## Start PROVIDED DATA
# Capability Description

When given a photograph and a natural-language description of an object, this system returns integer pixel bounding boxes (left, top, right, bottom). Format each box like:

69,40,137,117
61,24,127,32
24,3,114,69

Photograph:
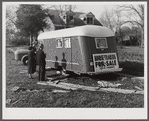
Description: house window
64,38,71,48
95,38,108,49
87,17,93,24
56,38,63,48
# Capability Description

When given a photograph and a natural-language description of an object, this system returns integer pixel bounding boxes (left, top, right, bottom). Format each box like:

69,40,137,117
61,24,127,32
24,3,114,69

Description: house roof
46,9,102,26
38,25,114,40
## End PROVIDED DATA
__PROBLEM__.
Reproduce all of the data above word for word, leaving out the pictures.

__WRITTEN ANSWER__.
# Capability Description

When given a photograph and a natural-language description of an object, this system returns integer pixel bounding boxes (left, top, right, bottom). Format each box like:

69,40,137,117
61,24,127,32
24,3,114,69

Photograph:
Description: house window
64,38,71,48
95,38,108,49
87,17,93,24
56,38,63,48
# Capability Description

When given a photograph and a natural-language description of an object, this system returns integer pixel bounding boxes (left, top, right, bottom). Format each box like:

69,40,137,117
61,24,127,32
24,3,114,69

Description: house roof
46,9,102,26
38,25,114,40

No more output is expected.